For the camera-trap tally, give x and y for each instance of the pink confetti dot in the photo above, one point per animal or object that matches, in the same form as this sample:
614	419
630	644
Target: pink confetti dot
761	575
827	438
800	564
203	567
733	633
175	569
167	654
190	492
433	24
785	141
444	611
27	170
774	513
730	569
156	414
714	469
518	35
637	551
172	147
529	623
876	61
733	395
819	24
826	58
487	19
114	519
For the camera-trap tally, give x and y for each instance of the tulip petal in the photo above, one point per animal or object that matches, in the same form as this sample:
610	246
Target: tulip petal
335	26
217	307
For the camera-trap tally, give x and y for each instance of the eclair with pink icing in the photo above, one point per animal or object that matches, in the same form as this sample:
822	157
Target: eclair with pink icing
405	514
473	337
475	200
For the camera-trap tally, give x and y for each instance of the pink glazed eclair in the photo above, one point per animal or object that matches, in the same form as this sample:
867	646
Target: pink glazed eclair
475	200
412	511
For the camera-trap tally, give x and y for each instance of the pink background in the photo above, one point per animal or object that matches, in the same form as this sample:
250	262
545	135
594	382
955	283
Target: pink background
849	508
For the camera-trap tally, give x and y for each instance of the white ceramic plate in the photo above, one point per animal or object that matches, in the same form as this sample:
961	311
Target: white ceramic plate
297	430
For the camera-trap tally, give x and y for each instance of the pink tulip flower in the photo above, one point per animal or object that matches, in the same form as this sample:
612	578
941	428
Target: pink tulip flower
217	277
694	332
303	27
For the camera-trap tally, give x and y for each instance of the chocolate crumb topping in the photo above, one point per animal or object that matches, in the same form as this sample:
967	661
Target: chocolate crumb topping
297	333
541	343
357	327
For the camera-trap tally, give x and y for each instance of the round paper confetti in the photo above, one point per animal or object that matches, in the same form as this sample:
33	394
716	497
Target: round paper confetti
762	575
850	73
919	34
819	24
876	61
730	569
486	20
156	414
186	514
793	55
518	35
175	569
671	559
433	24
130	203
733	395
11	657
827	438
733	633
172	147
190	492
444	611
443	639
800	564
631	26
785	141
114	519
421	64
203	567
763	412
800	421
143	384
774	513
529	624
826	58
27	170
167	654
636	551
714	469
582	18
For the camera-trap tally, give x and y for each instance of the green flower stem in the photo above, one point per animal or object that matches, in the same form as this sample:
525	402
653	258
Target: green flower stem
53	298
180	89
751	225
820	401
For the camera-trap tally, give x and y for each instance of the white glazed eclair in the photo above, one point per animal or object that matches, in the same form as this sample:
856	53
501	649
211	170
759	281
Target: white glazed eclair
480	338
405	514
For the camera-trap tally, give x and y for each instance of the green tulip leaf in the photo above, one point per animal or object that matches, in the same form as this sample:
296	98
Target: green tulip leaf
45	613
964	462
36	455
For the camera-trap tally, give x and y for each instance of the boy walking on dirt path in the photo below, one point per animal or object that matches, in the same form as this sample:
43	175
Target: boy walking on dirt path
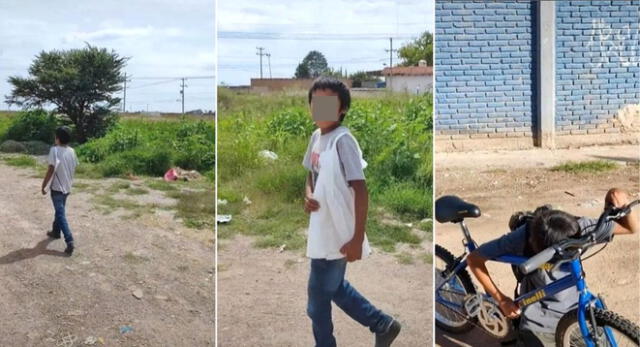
62	162
539	320
337	200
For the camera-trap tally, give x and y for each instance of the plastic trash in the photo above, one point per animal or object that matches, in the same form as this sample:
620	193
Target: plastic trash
126	329
171	175
223	218
268	154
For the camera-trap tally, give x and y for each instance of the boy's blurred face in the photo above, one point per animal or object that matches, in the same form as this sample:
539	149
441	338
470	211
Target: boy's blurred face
325	108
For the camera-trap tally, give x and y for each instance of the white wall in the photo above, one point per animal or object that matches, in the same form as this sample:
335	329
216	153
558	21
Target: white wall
410	84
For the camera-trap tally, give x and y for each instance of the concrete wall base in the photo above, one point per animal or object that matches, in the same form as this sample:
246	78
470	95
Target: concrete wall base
444	143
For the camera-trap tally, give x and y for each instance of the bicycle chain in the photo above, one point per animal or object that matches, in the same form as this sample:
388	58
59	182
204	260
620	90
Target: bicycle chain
468	318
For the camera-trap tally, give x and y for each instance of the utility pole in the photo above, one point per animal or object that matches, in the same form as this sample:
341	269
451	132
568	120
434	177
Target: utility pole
391	51
124	99
269	60
182	95
260	53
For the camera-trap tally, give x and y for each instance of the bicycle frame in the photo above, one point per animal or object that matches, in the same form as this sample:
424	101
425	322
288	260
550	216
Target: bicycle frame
574	279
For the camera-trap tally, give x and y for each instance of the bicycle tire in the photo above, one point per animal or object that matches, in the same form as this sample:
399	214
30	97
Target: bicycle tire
464	278
568	326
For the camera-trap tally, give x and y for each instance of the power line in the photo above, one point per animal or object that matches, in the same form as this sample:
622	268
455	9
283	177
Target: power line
260	53
176	78
391	51
243	35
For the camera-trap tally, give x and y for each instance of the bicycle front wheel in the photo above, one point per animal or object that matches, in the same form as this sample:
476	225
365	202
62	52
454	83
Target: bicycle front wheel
450	313
621	330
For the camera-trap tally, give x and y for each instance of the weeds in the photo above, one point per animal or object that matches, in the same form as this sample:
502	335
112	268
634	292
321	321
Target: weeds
594	166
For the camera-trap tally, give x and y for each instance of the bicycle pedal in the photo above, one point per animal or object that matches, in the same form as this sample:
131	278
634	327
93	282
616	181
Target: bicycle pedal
473	304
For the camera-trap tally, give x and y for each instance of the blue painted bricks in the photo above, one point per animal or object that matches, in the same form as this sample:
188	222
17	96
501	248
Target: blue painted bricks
597	62
486	66
495	42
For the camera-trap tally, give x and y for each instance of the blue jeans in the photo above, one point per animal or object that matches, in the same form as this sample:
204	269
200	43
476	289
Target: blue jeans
60	221
326	284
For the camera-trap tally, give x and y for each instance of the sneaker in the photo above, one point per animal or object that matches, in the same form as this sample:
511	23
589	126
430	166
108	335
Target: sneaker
69	249
385	339
53	235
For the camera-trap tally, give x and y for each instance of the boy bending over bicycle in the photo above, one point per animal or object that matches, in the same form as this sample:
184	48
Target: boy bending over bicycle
545	228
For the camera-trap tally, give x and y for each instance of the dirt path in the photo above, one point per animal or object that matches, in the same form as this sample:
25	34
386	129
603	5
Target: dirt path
262	297
501	183
47	299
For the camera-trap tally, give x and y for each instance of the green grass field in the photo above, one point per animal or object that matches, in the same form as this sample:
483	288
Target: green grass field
394	132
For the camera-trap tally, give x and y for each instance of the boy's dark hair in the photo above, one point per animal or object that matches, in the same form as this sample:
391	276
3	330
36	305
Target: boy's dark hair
550	227
336	86
63	134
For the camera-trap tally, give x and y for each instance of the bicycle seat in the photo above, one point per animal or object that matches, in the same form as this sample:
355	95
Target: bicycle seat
451	208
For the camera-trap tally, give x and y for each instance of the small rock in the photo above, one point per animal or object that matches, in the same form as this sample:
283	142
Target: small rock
137	294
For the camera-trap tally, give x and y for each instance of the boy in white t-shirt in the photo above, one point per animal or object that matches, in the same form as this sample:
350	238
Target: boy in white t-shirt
337	200
59	177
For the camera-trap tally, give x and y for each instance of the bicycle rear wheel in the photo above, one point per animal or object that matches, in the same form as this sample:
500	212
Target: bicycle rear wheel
448	318
624	332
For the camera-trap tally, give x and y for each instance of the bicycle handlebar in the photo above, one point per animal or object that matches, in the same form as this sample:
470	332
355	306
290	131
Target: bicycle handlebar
585	241
537	260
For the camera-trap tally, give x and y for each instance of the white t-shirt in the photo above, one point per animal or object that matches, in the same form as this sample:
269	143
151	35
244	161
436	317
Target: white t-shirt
333	225
64	161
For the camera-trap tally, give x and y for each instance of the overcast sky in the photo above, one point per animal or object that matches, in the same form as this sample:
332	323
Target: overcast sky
163	38
351	34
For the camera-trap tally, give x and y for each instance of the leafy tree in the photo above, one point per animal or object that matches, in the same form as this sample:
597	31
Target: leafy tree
80	83
312	66
419	49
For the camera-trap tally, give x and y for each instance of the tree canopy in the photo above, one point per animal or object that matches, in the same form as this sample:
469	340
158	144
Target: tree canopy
80	83
313	65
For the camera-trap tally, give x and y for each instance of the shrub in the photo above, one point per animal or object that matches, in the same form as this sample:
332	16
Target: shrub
143	161
283	181
405	199
32	125
11	146
37	147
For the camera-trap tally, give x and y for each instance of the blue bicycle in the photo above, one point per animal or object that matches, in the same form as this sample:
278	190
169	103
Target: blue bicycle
459	307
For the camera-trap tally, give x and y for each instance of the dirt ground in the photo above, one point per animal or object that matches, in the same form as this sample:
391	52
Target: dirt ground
262	297
503	182
48	299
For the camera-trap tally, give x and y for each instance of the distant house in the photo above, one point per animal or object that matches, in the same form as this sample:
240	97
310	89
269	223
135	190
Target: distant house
280	84
409	79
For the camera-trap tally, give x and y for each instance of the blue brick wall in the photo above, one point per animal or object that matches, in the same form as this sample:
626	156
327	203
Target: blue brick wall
484	68
597	63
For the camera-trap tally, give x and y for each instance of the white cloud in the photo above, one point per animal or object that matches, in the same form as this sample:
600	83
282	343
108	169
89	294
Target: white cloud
122	33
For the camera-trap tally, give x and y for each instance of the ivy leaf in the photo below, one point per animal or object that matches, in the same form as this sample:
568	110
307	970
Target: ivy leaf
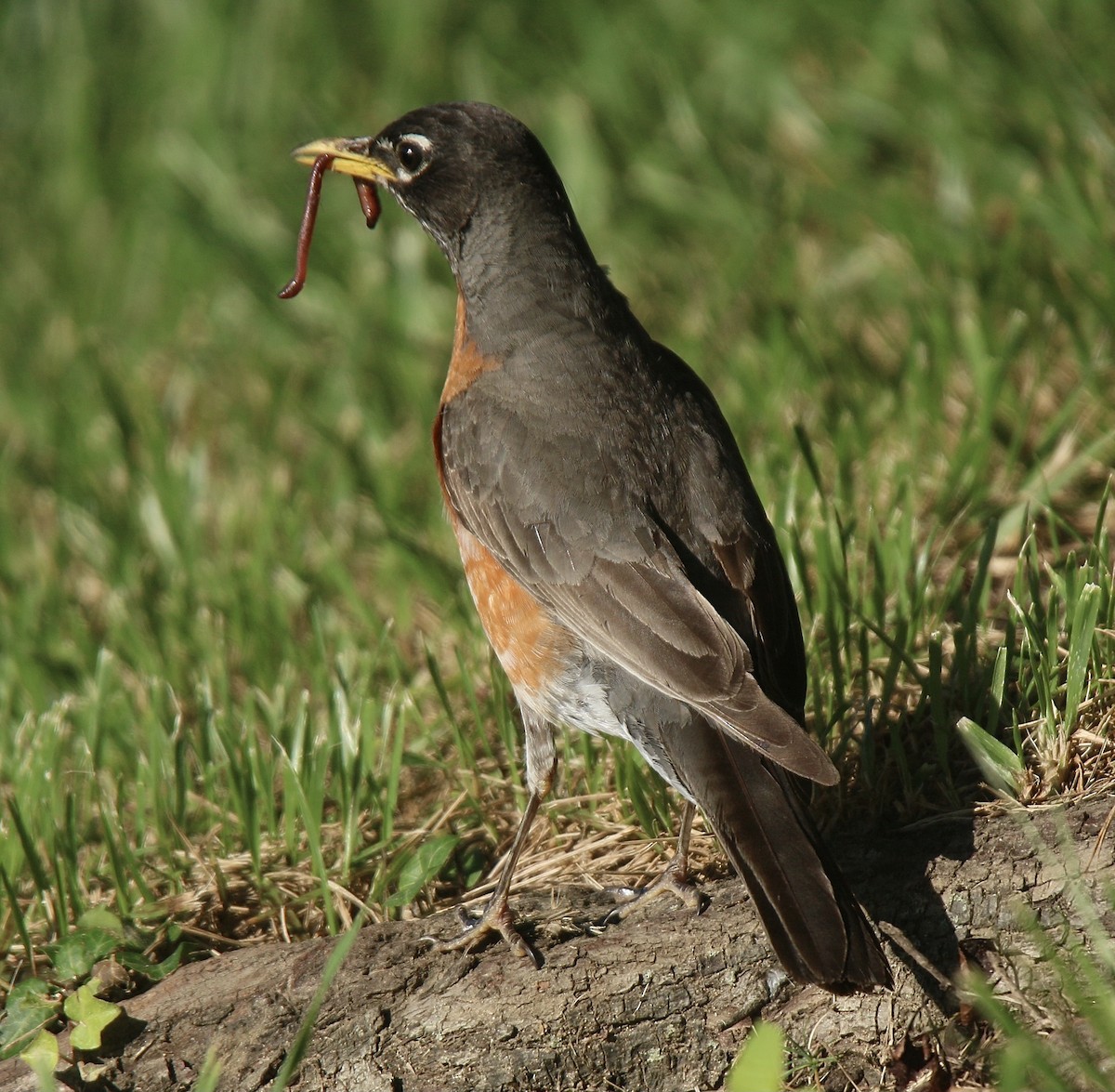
90	1016
73	956
154	971
31	1007
99	918
43	1057
422	867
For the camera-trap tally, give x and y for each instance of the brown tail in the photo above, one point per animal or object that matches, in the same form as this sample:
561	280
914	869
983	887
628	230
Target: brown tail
814	921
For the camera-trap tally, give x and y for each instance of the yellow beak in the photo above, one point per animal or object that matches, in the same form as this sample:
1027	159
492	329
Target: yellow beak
350	156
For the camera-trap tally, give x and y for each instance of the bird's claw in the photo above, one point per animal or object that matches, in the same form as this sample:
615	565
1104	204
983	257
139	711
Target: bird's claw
673	881
495	919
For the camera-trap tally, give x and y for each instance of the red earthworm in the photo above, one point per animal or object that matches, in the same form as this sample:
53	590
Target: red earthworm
306	232
369	201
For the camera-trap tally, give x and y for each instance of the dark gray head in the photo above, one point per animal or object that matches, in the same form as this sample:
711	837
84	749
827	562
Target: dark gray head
457	167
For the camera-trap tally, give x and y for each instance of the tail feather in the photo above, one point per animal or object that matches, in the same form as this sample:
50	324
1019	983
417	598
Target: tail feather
807	906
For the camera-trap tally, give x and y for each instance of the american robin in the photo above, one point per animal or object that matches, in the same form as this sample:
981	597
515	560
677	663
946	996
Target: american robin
618	553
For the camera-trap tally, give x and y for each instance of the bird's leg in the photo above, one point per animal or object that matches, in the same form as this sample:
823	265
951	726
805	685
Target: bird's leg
497	915
541	763
674	879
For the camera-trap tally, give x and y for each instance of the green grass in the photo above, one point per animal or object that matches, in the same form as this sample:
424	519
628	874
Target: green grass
241	684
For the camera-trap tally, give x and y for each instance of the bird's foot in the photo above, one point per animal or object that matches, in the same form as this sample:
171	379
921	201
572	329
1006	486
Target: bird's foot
495	919
674	880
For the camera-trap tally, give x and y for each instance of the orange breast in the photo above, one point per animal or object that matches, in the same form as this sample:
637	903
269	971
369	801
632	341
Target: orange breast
467	362
532	648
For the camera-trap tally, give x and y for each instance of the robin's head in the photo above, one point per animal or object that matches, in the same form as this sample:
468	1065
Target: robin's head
458	168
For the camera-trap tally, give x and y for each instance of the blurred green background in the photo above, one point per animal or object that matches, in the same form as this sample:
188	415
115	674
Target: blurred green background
231	616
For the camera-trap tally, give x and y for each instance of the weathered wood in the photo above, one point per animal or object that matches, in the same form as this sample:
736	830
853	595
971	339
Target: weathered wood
661	1001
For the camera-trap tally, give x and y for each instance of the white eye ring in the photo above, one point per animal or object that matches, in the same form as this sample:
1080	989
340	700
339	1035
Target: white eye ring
413	153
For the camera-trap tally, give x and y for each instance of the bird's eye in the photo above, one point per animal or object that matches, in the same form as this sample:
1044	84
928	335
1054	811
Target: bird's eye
413	153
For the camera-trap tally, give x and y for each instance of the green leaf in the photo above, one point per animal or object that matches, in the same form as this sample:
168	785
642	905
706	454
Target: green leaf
759	1065
43	1057
101	918
422	867
90	1016
73	956
155	971
31	1007
1002	768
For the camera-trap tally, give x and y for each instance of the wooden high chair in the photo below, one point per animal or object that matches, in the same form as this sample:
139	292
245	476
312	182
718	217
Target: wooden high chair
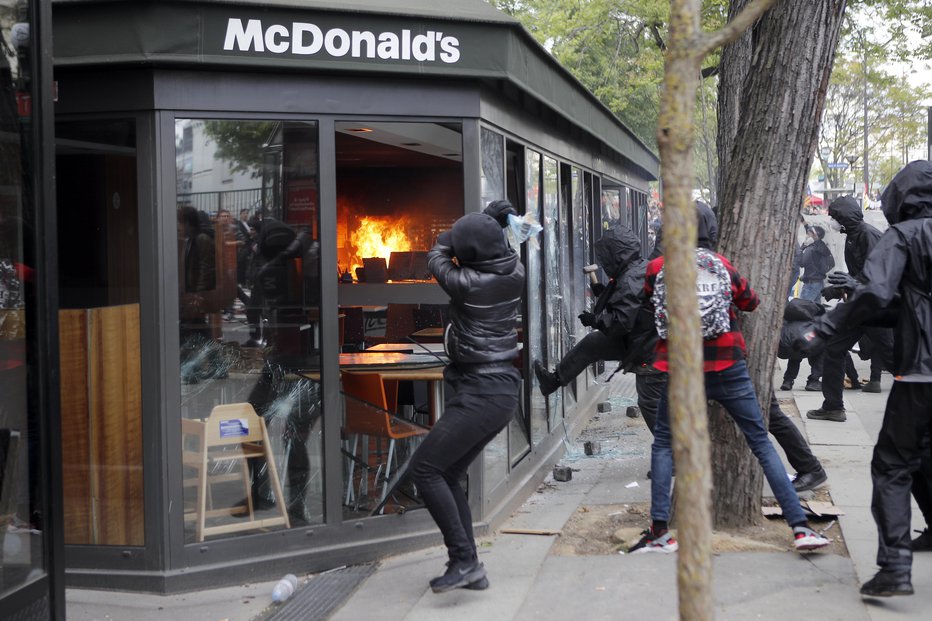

# TASK GOAL
Go through the material and copy each line in which the word "high" occurs.

# RESPONSE AREA
For the camera-trap tally, give x and y for each instance of the wooden high chair in the photo below, one point per animal or object that matches, in the same form as this sample:
Target: wooden high chair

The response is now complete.